En su versión moderna, el Estado posee una legitimación metafísica. Es decir, el principio del Estado es considerado como una idea imperativa y trascendente a la voluntad de los individuos, que presupone el sometimiento de todos los miembros de la sociedad. El poder político no es ya, como antaño, un tirano incluso caprichoso, sino que posee rasgos racionales y abstractos, que queda enmarcado por la ley y el derecho. Por supuesto, estas leyes no son producto de un ser superior, sino que nacen del propio poder político formado por hombres, por lo que hay que buscar una primera crítica y falta de legitimación en esa cuestión. Al menos, desde finales del siglo XVIII, en la teoría política es posible una primera crítica a esa contrato social que funda y legitima el principio del Estado.
Sin embargo, pensadores anarquistas más recientes han considerado que el Estado, como entidad real y existente, no puede reducirse al conjunto de sus aparatos: (gobierno, administración, ejército, policía, escuela) y tampoco a la continuidad institucional en el tiempo. Llevado a un terreno lingüístico y semántico, el Estado existe en gran medida por la creencia de una mayoría de ciudadanos en él. Así, la posición anarquista puede considerarse como "descreimiento"; el ácrata no piensa en la existencia del Estado, no cree en él, y por lo tanto no lo justifica en su mente ni en su corazón. El imaginario colectivo está compuesto por una serie de representaciones, imágenes, ideas y valores, que en el caso del Estado suponen la justificación de un poder central supremo diferenciado de la sociedad civil e incluso legitimado por el uso de la fuerza. En la Historia, el proceso de formación del Estado ha sido largo, y es posible que se haya completado cuando, como sistema simbólico de legitimación del poder, ha logrado atraer una mayoría de voluntades.

═══

* _EXPLORA EL MATERIAL_
1 > Extrae del texto sobre el Estado el fragmento que va desde "En su versión" hasta "principio del Estado.", ambos incluidos.
2 > Traduce al inglés esta oración del texto sobre el Estado: "Llevado a un terreno lingüístico y semántico, el Estado existe en gran medida por la creencia de una mayoría de ciudadanos en él."

* _REGISTROS DEL LISTADO_
═══

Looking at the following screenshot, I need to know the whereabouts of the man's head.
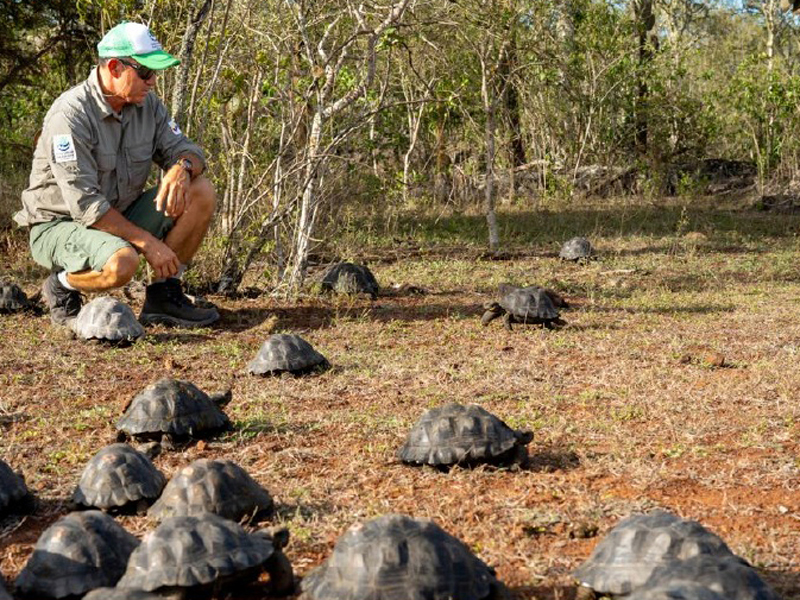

═══

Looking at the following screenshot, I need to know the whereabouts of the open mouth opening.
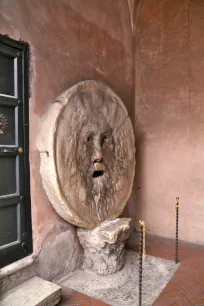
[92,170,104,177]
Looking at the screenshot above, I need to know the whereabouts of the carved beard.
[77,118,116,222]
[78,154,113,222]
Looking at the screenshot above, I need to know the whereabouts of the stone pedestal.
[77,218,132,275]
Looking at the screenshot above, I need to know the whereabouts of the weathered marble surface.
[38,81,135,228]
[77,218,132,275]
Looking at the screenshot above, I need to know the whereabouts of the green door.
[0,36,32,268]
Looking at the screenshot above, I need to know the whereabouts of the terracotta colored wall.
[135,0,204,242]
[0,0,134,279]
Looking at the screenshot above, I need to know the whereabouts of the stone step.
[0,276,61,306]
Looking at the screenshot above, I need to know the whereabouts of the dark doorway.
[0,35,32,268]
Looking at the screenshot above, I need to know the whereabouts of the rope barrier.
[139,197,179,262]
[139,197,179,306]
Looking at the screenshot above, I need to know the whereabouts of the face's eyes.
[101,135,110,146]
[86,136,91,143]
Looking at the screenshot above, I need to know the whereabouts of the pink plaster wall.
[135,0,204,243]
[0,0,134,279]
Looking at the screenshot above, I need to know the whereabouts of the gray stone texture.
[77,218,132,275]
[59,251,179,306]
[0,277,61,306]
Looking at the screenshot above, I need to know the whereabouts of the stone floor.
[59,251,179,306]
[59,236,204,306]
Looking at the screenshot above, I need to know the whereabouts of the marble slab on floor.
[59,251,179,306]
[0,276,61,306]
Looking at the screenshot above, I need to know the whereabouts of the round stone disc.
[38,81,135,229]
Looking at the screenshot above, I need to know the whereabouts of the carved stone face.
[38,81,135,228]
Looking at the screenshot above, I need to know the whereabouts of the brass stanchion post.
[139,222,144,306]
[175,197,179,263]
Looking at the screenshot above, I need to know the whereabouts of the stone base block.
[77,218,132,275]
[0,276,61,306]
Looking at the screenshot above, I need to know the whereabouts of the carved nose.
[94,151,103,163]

═══

* _SOLUCIONES_
1 >
En su versión moderna, el Estado posee una legitimación metafísica. Es decir, el principio del Estado es considerado como una idea imperativa y trascendente a la voluntad de los individuos, que presupone el sometimiento de todos los miembros de la sociedad. El poder político no es ya, como antaño, un tirano incluso caprichoso, sino que posee rasgos racionales y abstractos, que queda enmarcado por la ley y el derecho. Por supuesto, estas leyes no son producto de un ser superior, sino que nacen del propio poder político formado por hombres, por lo que hay que buscar una primera crítica y falta de legitimación en esa cuestión. Al menos, desde finales del siglo XVIII, en la teoría política es posible una primera crítica a esa contrato social que funda y legitima el principio del Estado.

2 > Taken into linguistic and semantic terrain, the State exists largely because a majority of citizens believe in it.